Contour labeling items
※ ※ ※
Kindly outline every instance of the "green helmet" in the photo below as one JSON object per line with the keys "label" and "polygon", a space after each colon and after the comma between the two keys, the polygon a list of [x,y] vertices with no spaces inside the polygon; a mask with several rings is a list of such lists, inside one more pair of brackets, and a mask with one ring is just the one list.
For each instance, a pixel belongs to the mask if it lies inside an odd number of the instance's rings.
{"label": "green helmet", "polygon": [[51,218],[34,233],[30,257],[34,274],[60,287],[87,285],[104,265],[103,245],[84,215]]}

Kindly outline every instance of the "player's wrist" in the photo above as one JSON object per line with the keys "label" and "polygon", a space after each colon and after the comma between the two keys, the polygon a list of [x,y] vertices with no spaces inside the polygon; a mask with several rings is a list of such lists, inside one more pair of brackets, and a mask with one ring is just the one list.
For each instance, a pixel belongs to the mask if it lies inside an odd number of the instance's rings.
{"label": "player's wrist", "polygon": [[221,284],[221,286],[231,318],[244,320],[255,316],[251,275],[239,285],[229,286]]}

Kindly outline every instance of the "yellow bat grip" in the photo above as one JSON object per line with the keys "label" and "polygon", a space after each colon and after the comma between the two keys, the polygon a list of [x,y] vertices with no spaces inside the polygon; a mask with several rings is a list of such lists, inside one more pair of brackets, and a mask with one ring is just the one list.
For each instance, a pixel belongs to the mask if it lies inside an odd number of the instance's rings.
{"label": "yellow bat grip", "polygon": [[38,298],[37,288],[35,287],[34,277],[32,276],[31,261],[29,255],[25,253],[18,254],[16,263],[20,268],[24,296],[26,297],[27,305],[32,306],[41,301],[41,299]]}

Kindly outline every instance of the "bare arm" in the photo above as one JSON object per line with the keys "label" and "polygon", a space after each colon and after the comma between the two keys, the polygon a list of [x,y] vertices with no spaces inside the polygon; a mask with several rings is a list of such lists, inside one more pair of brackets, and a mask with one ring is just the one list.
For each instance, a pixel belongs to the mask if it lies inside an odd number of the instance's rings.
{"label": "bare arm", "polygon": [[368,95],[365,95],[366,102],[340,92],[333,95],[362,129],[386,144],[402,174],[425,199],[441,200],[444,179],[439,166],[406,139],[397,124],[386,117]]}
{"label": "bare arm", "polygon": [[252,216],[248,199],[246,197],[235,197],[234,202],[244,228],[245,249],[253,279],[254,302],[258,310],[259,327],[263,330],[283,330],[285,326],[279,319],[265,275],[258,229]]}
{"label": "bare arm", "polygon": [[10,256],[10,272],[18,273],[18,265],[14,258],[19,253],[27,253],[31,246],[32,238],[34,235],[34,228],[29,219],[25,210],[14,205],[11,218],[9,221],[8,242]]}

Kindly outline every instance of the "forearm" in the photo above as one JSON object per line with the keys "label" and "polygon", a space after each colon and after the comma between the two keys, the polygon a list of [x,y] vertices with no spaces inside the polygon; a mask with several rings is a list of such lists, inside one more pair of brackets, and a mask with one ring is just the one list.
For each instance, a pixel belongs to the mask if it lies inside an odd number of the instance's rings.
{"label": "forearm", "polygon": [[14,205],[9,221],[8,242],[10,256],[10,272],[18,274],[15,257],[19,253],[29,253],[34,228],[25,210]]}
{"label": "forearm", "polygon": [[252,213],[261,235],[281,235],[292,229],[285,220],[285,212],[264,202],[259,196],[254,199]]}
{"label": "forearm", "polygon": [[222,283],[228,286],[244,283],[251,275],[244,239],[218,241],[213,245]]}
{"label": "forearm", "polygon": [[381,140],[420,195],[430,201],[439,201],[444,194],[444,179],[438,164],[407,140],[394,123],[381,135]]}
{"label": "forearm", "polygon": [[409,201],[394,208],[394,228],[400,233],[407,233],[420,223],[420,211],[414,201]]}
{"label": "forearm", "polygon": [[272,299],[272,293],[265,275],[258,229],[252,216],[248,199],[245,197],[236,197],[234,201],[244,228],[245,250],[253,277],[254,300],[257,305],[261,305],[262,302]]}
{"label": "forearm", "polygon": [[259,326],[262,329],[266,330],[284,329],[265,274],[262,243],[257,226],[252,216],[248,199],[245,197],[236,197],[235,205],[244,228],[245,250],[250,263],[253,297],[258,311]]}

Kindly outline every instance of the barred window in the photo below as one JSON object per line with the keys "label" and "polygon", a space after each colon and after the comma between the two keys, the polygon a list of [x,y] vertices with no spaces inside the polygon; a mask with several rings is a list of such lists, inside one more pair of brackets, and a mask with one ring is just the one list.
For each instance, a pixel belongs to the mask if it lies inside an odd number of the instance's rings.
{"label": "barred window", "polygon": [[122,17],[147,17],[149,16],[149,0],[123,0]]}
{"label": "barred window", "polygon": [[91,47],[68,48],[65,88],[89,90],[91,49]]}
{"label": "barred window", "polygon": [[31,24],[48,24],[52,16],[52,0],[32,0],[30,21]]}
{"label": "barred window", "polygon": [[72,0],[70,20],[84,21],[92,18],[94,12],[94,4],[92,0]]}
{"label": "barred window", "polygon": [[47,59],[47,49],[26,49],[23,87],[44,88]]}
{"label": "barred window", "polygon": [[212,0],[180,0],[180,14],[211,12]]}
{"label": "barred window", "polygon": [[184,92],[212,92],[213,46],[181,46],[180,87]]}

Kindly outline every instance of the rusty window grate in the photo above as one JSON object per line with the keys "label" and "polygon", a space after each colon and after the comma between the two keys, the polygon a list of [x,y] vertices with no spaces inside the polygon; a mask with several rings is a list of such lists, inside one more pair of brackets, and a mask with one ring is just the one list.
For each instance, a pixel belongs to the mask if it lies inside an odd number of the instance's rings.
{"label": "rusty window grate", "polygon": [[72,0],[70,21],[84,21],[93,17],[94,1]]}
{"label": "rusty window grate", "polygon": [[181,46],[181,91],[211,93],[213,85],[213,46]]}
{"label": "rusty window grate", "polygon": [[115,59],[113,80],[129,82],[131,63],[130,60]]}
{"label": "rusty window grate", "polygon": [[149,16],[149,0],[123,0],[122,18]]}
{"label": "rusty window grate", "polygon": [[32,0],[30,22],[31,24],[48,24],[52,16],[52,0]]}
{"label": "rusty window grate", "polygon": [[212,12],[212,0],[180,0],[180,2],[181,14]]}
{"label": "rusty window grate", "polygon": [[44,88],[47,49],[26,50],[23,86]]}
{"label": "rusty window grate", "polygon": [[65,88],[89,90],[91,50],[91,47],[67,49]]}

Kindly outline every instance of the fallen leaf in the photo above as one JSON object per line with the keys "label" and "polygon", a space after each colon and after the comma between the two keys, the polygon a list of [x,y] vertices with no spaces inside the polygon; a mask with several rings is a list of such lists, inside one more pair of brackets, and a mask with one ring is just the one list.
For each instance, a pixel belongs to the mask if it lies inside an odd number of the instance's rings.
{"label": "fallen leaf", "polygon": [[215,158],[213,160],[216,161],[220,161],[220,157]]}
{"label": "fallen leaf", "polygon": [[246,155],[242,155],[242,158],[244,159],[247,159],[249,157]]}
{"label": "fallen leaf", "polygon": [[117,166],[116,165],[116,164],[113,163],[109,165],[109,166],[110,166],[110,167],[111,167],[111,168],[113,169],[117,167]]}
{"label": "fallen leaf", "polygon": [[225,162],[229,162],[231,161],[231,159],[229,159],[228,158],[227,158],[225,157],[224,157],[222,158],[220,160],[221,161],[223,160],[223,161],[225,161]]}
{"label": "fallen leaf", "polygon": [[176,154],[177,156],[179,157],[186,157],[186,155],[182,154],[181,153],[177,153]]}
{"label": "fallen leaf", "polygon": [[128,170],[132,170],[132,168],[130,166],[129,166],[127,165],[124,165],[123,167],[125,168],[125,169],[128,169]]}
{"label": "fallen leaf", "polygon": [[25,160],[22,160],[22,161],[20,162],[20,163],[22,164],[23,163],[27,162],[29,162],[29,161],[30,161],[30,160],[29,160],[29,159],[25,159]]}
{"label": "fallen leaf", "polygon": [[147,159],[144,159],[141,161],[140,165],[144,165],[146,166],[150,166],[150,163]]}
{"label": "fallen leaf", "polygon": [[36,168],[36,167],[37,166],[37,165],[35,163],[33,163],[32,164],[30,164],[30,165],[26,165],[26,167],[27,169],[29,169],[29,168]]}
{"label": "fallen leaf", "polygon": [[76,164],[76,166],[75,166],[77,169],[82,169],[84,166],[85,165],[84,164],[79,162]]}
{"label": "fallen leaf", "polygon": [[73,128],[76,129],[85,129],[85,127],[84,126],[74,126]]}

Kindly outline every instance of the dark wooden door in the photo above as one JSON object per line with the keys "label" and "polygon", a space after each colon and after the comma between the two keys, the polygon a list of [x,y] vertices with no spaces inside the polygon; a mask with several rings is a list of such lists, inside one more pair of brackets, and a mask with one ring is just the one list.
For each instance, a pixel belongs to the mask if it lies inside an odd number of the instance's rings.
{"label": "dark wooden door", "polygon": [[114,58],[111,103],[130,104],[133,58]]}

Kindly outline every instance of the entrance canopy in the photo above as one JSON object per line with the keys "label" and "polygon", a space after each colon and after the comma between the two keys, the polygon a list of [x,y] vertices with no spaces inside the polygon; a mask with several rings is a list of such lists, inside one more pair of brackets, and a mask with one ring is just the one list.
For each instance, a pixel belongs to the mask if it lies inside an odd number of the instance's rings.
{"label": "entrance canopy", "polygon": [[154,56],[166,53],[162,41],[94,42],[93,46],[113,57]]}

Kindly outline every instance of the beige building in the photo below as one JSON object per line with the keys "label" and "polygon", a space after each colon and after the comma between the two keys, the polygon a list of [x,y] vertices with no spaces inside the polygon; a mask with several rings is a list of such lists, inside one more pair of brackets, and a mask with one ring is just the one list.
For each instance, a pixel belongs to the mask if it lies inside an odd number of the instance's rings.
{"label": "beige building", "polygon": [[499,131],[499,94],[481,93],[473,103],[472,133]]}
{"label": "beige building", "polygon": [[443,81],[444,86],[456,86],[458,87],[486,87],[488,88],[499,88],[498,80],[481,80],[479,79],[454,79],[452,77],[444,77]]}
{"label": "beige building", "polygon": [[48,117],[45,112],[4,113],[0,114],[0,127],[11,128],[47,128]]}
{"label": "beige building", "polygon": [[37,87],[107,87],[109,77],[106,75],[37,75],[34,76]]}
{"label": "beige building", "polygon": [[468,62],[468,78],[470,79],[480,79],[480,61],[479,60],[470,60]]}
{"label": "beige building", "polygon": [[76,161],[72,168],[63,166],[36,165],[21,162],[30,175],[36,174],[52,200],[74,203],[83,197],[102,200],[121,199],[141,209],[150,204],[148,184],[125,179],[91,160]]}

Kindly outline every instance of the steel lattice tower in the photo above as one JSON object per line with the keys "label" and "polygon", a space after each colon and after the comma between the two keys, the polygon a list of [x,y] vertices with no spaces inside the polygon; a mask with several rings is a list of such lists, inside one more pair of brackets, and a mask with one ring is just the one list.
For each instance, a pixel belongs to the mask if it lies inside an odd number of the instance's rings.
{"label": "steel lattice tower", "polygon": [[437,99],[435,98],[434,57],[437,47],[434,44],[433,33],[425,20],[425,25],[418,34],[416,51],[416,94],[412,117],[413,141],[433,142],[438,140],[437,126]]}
※ ※ ※
_Given problem:_
Pull out every line from the one with "Kindly outline every instance of the steel" to the end of the listing, and output only those.

_Answer:_
Kindly outline every instance of the steel lattice tower in the photo above as one JSON object per line with the keys "label" and "polygon", a space after each colon and after the comma between the two keys, the polygon a list of [x,y] vertices with no spaces inside the polygon; a mask with several rings is a list of such lists, inside one more pair of brackets, and a mask with one ring is just the one list.
For each instance, a pixel belongs to the mask if it lies inside an odd number of the instance's rings.
{"label": "steel lattice tower", "polygon": [[437,99],[435,98],[434,57],[437,47],[434,44],[433,33],[425,20],[425,25],[418,34],[416,51],[416,94],[412,117],[413,141],[433,142],[438,140],[437,126]]}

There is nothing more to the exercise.